- [WHAT YOU HAVE TO DO]: Below are the records; give again exactly the line with "Would you mind annotating the denim", the line with "Would you mind annotating the woman's foot", and each line that lies between them, and nothing besides.

- [THE RECORDS]:
■ ■ ■ ■ ■

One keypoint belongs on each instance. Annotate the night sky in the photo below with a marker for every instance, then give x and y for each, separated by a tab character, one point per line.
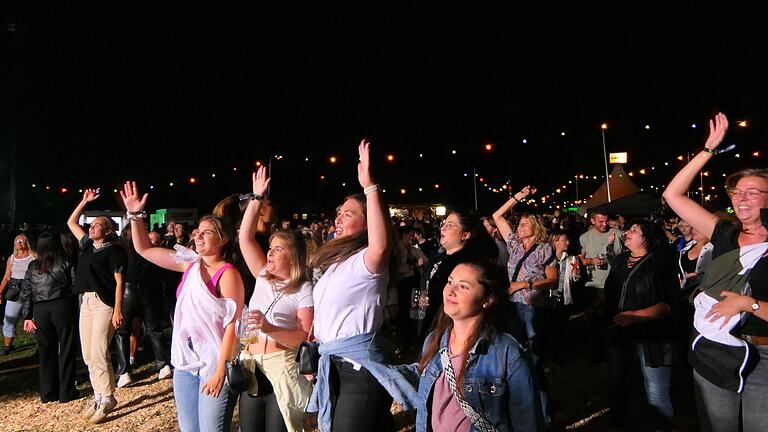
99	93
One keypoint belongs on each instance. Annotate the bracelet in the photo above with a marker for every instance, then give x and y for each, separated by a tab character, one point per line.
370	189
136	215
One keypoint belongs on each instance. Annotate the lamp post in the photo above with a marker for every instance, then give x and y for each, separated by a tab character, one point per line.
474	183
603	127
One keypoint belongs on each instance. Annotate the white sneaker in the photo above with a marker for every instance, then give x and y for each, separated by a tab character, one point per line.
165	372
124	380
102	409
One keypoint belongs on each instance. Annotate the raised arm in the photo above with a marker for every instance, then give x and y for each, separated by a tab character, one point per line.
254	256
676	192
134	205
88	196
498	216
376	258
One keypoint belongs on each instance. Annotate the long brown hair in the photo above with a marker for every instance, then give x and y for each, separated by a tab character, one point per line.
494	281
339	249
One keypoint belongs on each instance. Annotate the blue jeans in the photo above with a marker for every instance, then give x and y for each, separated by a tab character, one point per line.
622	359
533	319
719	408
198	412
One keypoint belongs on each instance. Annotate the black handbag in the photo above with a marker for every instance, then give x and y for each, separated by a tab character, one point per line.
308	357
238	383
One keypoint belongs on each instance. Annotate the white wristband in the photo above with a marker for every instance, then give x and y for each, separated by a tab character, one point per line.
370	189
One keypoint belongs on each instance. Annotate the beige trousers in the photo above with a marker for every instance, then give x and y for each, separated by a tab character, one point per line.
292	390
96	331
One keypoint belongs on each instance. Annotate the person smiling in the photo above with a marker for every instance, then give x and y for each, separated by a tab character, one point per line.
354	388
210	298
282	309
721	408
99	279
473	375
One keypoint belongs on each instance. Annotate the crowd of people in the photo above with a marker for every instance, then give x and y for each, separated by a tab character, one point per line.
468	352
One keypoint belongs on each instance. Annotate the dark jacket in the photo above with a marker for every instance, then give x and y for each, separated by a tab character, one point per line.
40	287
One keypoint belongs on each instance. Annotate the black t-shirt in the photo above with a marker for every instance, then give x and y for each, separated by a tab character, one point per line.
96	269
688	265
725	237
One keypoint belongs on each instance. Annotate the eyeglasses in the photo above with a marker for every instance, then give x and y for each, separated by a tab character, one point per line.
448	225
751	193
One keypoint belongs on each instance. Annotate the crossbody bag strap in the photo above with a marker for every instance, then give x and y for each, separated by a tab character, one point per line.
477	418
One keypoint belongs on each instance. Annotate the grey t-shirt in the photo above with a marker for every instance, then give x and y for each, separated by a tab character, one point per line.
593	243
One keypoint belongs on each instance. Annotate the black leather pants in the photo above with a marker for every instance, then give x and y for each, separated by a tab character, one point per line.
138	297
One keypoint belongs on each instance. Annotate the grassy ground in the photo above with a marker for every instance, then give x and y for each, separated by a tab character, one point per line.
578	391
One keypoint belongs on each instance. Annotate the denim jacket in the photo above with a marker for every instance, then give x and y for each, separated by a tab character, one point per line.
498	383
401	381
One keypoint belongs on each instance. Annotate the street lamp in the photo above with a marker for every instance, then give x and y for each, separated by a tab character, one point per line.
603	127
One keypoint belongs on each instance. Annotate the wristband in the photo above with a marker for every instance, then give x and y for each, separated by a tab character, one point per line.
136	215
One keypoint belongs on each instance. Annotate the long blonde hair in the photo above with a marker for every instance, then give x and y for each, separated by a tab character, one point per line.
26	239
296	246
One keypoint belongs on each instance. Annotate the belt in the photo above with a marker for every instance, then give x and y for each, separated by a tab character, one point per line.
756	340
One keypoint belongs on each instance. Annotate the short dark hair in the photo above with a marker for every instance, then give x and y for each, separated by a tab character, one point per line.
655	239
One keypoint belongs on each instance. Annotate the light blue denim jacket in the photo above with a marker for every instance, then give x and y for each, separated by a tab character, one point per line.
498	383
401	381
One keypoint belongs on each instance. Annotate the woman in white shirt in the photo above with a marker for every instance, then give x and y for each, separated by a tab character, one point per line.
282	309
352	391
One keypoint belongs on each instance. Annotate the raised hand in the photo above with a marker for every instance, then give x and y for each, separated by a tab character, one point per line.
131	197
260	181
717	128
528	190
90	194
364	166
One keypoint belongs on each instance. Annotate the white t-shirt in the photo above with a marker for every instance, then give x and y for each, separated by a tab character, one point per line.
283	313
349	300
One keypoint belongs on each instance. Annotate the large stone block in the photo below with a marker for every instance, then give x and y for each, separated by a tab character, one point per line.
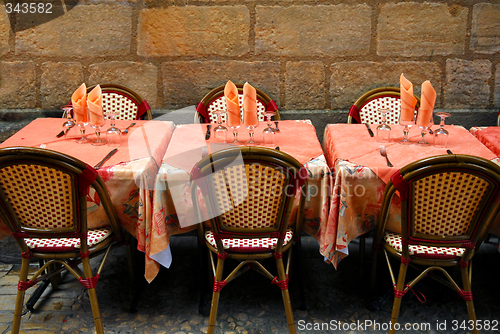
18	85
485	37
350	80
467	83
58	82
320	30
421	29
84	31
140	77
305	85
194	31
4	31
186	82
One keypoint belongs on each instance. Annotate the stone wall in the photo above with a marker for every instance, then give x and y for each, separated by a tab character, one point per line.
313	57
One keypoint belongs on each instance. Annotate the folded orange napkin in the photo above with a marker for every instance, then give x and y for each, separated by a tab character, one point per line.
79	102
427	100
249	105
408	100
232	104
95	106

■ ■ ■ ■ ■

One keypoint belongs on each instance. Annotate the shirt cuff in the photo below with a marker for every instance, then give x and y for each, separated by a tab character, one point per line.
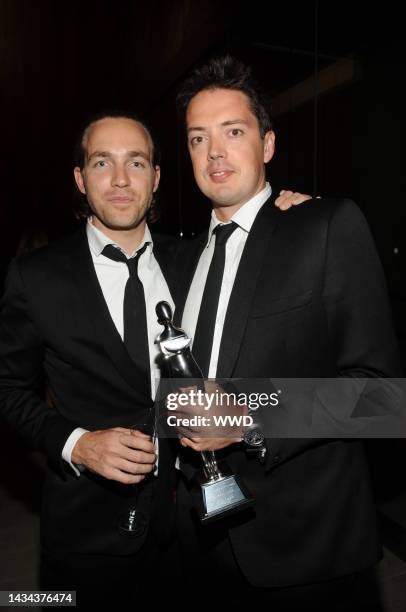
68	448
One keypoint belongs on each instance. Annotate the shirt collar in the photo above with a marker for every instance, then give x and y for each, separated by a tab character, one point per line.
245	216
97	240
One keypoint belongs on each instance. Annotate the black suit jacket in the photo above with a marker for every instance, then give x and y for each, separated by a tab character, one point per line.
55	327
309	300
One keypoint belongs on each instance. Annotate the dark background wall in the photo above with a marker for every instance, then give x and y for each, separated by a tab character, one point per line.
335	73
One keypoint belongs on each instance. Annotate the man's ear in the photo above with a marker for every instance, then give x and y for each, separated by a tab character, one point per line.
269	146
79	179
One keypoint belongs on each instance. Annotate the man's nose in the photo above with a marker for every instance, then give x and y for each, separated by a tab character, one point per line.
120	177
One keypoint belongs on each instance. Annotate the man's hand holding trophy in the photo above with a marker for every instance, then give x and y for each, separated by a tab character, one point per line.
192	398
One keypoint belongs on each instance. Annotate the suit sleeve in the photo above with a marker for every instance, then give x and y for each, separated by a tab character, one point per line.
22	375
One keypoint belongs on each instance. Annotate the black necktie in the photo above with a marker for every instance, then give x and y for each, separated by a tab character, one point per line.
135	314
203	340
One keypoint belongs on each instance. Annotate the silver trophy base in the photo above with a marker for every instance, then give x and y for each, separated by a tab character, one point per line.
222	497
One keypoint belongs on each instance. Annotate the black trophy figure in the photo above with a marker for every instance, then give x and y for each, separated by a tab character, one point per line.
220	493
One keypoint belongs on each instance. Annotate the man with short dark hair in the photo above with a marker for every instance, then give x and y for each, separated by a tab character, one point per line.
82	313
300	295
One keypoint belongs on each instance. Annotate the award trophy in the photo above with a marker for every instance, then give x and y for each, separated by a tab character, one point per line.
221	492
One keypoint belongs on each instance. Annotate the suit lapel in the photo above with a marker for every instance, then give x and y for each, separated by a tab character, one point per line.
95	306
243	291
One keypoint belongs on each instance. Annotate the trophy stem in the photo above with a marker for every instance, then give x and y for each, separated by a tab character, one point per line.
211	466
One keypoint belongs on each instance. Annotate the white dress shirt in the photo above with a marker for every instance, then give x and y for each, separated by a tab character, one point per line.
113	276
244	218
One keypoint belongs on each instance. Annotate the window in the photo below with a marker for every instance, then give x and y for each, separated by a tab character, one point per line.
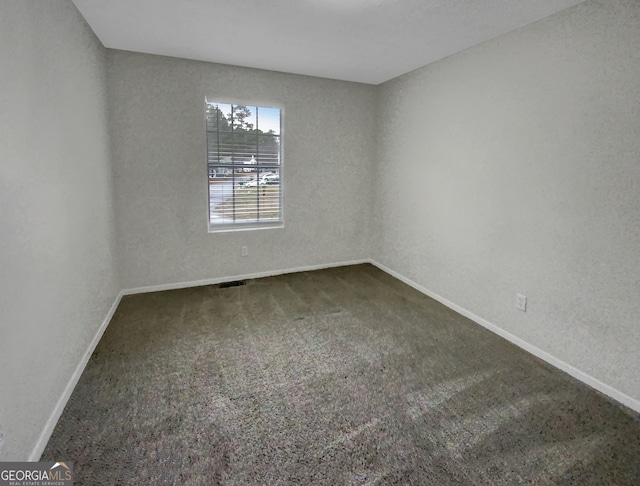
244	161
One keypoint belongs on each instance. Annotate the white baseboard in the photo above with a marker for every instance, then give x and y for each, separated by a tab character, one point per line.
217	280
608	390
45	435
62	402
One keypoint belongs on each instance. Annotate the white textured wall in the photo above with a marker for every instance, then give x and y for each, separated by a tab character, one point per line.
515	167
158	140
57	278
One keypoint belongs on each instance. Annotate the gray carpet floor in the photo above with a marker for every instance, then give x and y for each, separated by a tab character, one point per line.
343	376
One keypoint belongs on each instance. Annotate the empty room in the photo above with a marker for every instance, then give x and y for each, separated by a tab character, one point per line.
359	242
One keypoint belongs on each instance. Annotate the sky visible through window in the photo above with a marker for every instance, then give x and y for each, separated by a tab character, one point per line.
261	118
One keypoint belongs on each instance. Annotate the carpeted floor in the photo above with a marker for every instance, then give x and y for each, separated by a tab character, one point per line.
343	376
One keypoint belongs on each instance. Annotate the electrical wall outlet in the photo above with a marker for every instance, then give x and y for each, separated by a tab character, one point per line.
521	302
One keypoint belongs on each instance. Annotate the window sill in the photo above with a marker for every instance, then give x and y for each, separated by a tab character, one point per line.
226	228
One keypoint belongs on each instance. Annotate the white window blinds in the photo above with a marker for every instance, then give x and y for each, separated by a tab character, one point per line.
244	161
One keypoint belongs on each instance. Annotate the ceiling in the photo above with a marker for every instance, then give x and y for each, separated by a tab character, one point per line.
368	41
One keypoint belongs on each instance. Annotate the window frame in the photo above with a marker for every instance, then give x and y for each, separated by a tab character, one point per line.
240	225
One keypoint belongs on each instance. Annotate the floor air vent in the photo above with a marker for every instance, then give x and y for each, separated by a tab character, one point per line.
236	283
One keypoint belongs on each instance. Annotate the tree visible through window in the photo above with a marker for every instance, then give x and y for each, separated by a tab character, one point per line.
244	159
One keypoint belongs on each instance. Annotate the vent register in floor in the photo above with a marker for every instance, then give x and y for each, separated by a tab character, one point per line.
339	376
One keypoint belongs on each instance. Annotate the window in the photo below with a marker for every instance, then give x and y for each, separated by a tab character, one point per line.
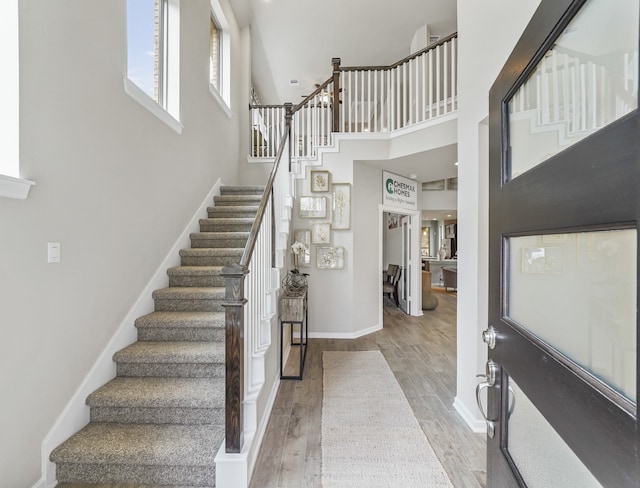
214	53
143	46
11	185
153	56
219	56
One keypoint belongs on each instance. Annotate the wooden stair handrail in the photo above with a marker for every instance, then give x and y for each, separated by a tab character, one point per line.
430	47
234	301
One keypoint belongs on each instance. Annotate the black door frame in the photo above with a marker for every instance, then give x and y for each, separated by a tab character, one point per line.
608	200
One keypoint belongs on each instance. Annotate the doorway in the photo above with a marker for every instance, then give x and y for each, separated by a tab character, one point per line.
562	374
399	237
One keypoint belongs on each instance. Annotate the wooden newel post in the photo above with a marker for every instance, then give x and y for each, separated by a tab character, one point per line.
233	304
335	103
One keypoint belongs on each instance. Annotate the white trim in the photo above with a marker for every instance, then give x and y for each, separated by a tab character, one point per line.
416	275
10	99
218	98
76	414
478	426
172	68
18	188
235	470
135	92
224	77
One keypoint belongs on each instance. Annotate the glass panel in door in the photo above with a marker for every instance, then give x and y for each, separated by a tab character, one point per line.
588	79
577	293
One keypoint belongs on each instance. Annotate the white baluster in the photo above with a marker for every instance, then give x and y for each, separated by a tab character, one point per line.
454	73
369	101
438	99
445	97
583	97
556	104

■ ■ ■ ■ ■

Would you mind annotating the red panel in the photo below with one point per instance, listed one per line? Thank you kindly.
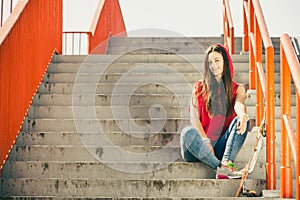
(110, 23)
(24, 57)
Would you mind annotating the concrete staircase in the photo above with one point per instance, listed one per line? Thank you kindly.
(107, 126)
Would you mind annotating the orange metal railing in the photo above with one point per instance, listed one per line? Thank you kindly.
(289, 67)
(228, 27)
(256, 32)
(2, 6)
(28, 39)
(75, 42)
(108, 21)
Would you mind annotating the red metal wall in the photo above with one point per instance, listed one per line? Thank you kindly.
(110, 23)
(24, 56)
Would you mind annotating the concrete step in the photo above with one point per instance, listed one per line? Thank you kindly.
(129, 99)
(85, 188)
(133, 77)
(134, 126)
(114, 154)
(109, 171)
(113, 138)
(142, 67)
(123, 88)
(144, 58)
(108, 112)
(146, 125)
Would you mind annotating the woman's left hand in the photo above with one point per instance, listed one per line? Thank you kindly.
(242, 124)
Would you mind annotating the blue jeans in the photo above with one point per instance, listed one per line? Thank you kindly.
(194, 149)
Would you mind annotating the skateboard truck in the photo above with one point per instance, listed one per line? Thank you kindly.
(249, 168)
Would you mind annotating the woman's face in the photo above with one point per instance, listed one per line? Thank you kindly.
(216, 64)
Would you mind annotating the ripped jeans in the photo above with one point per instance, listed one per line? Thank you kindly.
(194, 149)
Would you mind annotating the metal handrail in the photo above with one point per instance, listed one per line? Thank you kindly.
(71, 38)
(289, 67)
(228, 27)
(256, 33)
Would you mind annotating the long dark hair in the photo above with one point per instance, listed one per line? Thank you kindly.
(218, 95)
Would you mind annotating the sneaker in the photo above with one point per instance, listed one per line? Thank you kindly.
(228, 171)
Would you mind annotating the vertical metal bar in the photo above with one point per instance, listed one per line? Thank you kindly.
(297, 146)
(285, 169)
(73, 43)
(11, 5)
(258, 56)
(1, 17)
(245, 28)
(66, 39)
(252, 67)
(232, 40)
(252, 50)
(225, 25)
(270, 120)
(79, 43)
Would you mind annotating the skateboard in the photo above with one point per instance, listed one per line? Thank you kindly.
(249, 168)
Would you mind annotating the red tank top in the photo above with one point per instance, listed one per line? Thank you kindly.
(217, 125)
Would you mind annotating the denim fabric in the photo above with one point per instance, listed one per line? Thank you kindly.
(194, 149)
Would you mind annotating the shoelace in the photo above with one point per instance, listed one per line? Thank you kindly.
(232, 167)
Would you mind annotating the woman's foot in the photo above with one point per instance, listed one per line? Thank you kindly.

■ ■ ■ ■ ■

- [SOLUTION FOR THIS PROBLEM]:
Would you mind annotating the denim fabric in the photo above with one point per instance, listed one per line? Thank you kindly.
(194, 149)
Would you mind annotating the shoelace in the photo above with one point per instance, listed one per line? Thank you kindly.
(232, 167)
Would you mind annotating the woman's foot in the photo above with one point per instance, listed one per line? Thank you kindly.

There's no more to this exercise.